Glapiński: wysoki kurs złotego „dopuszczalny”
Obecny kurs złotego mieści się w przedziale, który jest w stanie zaakceptować gospodarka, a także przedsiębiorcy, eksportujący i importujący - ocenił w piątek prezes Narodowego Banku Polskiego Adam Glapiński. Inflacja pod koniec tego roku będzie znajdowała się na poziomie zbliżonym do obecnego, może być o 0,2 pkt proc. niższa - ocenił prezes NBP.
„Obecny kurs dla gospodarki jest do zaakceptowania. Mieści się w przedziale tego kursu, który gospodarka, przedsiębiorcy, eksportujący, importujący są w stanie zaakceptować. Duża część importerów to są jednocześnie eksporterzy (…) i to się mieści (kurs złotego - PAP) w tym przedziale dopuszczalności” - powiedział szef NBP na konferencji.

[Zadania do wykonania]:
a) Proszę przekształcić w krótką listę akapit tekstu o kursie złotego, który zaczyna się od słów „Obecny kurs złotego mieści się”, i zachować jego główne fakty.
b) Dokończ tekst o kursie złotego, dopisując jego dalszą część po ostatnim zdaniu.

[Wiersze danych]:
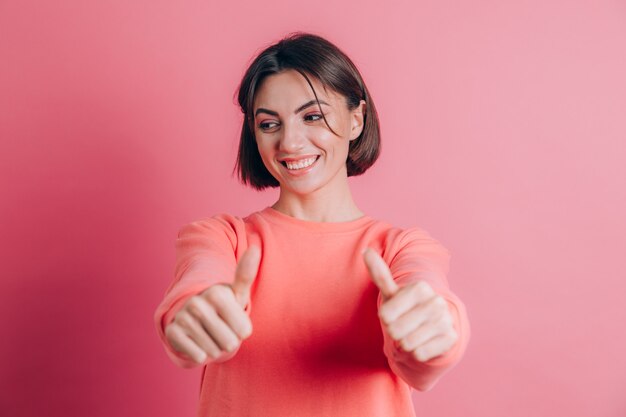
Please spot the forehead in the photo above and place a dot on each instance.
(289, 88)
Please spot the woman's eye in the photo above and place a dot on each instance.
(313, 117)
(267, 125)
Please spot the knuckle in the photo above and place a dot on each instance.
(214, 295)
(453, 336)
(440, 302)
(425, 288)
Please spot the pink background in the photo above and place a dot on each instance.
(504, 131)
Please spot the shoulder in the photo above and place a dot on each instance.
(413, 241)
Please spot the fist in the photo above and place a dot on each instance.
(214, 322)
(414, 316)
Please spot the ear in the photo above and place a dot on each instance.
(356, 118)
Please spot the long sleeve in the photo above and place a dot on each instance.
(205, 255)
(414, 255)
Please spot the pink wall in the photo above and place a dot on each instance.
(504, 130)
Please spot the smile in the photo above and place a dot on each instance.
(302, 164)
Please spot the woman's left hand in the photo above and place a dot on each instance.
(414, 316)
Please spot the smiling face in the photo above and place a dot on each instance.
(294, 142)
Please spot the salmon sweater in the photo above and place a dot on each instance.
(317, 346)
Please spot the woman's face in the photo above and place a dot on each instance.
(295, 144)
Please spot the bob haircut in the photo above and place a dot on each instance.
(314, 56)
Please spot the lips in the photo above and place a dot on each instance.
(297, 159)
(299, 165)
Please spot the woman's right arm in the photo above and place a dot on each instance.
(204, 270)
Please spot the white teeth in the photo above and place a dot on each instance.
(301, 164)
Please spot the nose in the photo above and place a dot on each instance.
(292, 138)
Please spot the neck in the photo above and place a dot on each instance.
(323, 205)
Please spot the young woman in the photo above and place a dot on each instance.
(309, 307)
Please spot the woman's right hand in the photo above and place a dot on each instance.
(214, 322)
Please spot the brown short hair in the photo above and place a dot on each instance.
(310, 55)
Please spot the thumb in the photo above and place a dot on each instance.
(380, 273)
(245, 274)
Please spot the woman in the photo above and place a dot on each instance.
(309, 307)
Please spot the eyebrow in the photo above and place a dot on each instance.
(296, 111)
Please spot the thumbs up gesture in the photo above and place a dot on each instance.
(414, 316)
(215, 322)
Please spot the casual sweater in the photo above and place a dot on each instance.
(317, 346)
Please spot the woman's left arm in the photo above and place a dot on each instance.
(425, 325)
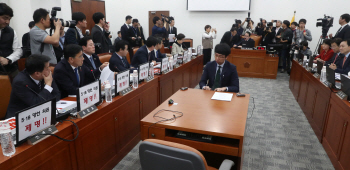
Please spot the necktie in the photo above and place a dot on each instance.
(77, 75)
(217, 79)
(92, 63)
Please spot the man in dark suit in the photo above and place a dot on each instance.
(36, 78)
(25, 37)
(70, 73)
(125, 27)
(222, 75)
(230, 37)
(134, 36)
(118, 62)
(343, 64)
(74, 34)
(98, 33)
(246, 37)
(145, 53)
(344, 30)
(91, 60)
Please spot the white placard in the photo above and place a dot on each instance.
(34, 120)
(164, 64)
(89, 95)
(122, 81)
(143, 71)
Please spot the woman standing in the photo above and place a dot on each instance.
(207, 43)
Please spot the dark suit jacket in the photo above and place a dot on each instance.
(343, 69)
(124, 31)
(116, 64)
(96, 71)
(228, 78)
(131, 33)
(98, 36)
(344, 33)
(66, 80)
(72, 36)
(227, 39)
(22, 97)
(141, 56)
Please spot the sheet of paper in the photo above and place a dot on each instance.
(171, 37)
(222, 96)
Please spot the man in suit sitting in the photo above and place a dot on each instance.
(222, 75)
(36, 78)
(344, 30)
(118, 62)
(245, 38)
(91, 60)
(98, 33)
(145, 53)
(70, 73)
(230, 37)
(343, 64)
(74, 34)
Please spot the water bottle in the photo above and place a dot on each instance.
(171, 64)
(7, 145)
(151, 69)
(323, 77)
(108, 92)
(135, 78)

---

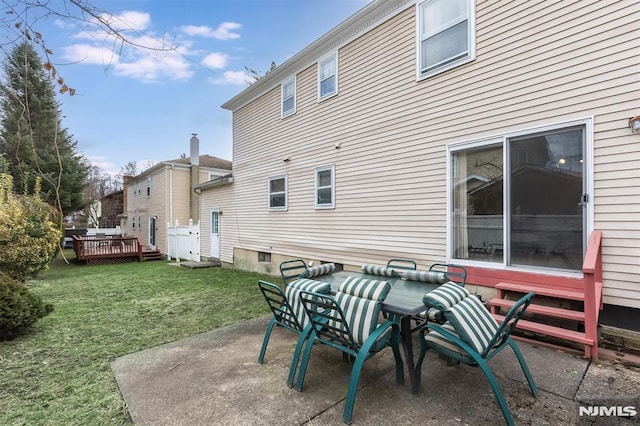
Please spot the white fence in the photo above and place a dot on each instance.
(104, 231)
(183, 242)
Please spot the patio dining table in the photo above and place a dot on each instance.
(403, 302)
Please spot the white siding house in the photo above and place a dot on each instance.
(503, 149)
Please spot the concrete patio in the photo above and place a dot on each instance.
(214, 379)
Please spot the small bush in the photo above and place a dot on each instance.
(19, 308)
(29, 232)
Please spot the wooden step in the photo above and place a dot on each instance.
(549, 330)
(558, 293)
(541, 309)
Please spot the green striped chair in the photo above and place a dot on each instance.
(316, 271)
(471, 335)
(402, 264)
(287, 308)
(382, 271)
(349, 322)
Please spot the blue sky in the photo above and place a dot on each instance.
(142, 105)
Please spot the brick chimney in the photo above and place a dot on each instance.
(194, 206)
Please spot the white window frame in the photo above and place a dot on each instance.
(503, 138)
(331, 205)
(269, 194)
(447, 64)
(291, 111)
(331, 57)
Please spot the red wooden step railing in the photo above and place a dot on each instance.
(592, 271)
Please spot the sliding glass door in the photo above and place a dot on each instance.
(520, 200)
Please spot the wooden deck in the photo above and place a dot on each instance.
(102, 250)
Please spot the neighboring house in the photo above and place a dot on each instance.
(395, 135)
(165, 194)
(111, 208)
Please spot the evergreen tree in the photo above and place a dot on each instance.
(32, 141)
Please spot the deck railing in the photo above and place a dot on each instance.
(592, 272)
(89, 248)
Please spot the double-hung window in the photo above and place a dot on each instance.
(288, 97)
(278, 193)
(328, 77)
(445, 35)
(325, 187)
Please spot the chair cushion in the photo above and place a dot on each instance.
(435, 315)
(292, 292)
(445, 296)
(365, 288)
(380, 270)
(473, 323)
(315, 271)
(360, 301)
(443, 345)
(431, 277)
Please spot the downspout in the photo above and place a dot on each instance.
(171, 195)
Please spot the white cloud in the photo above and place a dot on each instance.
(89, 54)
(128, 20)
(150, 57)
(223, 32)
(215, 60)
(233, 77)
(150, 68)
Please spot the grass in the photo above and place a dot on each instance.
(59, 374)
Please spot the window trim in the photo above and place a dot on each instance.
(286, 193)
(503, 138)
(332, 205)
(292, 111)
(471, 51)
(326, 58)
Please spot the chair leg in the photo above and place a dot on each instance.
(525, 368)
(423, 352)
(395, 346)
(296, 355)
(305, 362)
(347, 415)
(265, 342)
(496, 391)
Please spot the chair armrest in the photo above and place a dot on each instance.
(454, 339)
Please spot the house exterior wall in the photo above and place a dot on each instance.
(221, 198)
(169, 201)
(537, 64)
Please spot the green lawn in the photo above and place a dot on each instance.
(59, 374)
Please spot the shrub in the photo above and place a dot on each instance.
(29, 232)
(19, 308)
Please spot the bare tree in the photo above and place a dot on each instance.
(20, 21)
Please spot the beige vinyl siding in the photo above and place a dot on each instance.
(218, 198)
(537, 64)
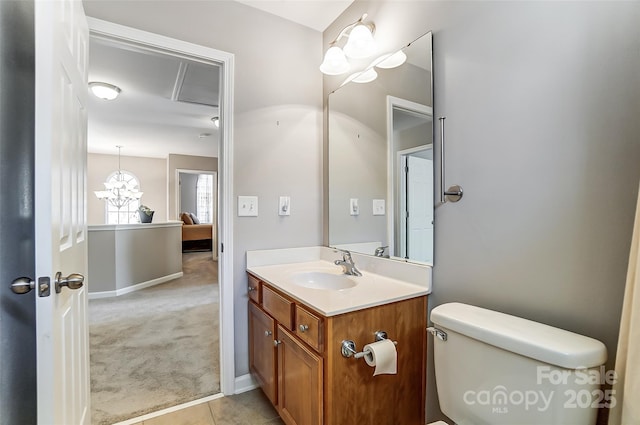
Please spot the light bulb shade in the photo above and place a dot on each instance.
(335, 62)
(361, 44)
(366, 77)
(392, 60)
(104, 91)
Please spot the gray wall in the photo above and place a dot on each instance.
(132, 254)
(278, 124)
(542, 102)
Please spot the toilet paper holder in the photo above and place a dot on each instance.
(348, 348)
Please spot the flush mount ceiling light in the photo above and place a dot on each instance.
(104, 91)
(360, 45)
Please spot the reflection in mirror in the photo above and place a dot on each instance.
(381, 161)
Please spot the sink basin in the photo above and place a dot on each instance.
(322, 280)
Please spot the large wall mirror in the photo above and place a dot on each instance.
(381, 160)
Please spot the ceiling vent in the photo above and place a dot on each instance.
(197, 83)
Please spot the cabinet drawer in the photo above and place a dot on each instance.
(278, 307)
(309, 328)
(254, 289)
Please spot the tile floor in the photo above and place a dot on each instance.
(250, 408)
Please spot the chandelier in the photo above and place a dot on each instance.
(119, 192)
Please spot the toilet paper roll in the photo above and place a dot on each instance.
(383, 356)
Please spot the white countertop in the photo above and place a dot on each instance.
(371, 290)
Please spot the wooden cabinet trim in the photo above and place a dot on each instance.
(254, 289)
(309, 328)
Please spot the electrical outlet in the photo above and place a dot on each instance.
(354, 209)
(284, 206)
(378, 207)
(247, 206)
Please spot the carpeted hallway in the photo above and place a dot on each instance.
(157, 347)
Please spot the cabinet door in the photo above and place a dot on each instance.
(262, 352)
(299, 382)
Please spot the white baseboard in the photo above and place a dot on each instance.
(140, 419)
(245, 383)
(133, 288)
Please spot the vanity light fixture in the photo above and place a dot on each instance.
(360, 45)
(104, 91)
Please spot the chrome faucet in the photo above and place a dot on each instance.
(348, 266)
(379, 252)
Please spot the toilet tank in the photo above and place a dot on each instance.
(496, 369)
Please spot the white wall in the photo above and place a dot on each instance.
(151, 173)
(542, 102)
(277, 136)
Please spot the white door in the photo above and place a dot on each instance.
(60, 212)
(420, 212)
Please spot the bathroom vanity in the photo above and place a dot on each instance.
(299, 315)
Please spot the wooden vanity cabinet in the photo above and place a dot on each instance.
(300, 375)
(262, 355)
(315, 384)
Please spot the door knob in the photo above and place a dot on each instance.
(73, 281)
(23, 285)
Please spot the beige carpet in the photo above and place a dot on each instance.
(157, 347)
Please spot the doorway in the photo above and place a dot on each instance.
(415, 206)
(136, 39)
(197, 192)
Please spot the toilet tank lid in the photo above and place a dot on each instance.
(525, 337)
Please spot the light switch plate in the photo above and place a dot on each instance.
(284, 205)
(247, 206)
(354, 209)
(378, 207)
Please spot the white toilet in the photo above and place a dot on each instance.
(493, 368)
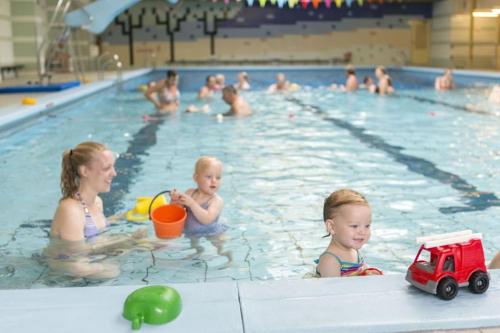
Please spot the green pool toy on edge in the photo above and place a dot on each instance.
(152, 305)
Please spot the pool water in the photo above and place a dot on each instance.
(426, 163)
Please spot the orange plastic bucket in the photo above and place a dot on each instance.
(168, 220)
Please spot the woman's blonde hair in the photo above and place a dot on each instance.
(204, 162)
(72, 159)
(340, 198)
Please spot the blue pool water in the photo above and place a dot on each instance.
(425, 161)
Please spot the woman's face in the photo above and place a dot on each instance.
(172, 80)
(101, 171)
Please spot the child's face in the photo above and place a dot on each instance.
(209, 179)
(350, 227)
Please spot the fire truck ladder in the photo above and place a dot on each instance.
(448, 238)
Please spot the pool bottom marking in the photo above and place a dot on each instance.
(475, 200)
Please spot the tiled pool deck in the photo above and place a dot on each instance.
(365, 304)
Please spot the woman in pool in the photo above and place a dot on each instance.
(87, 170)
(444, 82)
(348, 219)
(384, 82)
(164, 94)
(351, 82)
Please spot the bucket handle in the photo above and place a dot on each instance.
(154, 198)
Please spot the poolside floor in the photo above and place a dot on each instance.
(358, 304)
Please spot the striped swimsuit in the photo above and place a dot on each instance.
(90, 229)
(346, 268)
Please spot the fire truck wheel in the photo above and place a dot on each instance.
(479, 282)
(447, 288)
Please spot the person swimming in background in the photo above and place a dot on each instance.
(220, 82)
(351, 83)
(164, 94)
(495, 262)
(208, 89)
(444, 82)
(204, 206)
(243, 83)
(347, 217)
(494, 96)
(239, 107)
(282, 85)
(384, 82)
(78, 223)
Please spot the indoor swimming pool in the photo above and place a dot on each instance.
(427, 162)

[Odpowiedzi do zadań]:
a)
- W piątek prezes NBP Adam Glapiński ocenił obecny kurs złotego jako akceptowalny dla gospodarki oraz dla przedsiębiorców, eksporterów i importerów.
- Jego zdaniem pod koniec roku inflacja będzie zbliżona do obecnej, a może być niższa o 0,2 pkt proc.

b)
Dodał, że wysoki kurs polskiej waluty dla NBP i Rady Polityki Pieniężnej jest postrzegany „pozytywnie przez pryzmat tego, że działa antyinflacyjnie”.
Glapiński przypomniał, że bank centralny prowadzi ankiety wśród przedsiębiorców, w których wskazują oni na bariery rozwoju. „W tej chwili wysoki kurs to jest gdzieś (…) na dalekiej pozycji” - powiedział. Jak mówił, firmy bardziej martwią się brakiem popytu, stagnacją w gospodarce w Niemczech i wzrostem płac.
Inflacja pod koniec roku mniej więcej taka jak obecnie
„Dzisiaj można oczekiwać, że w trzecim kwartale dynamika cen przejściowo się obniży pod wpływem statystycznych efektów bazy, jednak w czwartym kwartale może ponownie znacząco przyspieszyć. (…) Pod koniec tego roku inflacja będzie mniej więcej taka jak obecnie, może 0,2 pkt proc. niższa” - powiedział prezes NBP.
Jak podał w środę Główny Urząd Statystyczny, ceny towarów i usług konsumpcyjnych w grudniu wzrosły rdr o 4,7 proc.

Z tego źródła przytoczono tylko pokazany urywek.